- [Stated exercise A]: For the account of the motion to dismiss the Adams case, decide whether each statement agrees with it: (i) a judge has already approved the request to end the case; (ii) the public integrity prosecutors were given an hour to choose two people to sign the motion; (iii) someone from the federal prosecutor's office in Manhattan signed the motion. Answer yes or no for each and quote the words that decide it.
- [Stated exercise B]: Pick up the account of the motion to dismiss the Adams case after its final sentence and carry it forward.

======== Supplied passage

Acting Deputy Attorney General Emil Bove, the department’s second-in-command, and lawyers from the public integrity section and criminal division filed paperwork asking to end the case. They contend it was marred by appearances of impropriety and that letting it continue would interfere with the mayor’s reelection bid. A judge must still approve the request.

The filing came hours after Bove convened a call with the prosecutors in the Justice Department’s public integrity section — which handles corruption cases — and gave them an hour to pick two people to sign onto the motion to dismiss, saying those who did so could be promoted, according to a person familiar with the matter.

After prosecutors got off the call with Bove, the consensus among the group was that they would all resign. But a veteran prosecutor stepped up out of concern for the jobs of the younger people in the unit, said the person, who spoke on the condition of anonymity to discuss details of the private meeting.

The three-page dismissal motion bore Bove’s signature and the names of Edward Sullivan, the public integrity section’s senior litigation counsel, and Antoinette Bacon, a supervisory official in the department’s criminal division. No one from the federal prosecutor’s office in Manhattan, which brought the Adams case, signed the document.

================
======== Information shown

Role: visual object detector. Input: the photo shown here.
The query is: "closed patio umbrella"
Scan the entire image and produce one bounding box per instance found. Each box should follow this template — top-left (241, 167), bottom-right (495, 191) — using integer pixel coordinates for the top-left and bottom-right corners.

================

- [Response A]:
(i) No: "A judge must still approve the request."
(ii) Yes: "gave them an hour to pick two people to sign onto the motion to dismiss"
(iii) No: "No one from the federal prosecutor’s office in Manhattan, which brought the Adams case, signed the document."

- [Response B]:
Showdown Between Justice Department and Manhattan Office

The move came five days into a showdown between Justice Department leadership in Washington and its Manhattan office, which has long prided itself on its independence as it has taken on Wall Street malfeasance, political corruption and international terrorism.

At least seven prosecutors in Manhattan and Washington quit rather than carry out Bove’s directive to halt the case, including interim Manhattan U.S. Attorney Danielle Sassoon and the acting chief of the public integrity section in Washington.

The Justice Department said in its motion to Judge Dale E. Ho that it was seeking to dismiss Adams’ charges with the option of refiling them later. Ho had yet to take action on the request as of Friday evening.

“I imagine the judge is going to want to explore what his role is under the rules,” said Joshua Naftalis, a former Manhattan federal prosecutor who is not involved in Adams’ case. “I would expect the court to either ask the parties to come in person to court or to file papers, or both.”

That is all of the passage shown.